_EXERCISE BRIEF_. Your job is to copy every record exactly.

_MATERIAL PROVIDED_.

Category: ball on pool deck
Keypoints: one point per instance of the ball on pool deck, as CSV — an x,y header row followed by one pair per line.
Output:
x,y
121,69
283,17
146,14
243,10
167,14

_RESPONSE BOX_.
Category: ball on pool deck
Keypoints: one point per instance of the ball on pool deck, as CSV — an x,y header row followed by one pair per line.
Output:
x,y
121,69
283,17
146,14
243,10
167,14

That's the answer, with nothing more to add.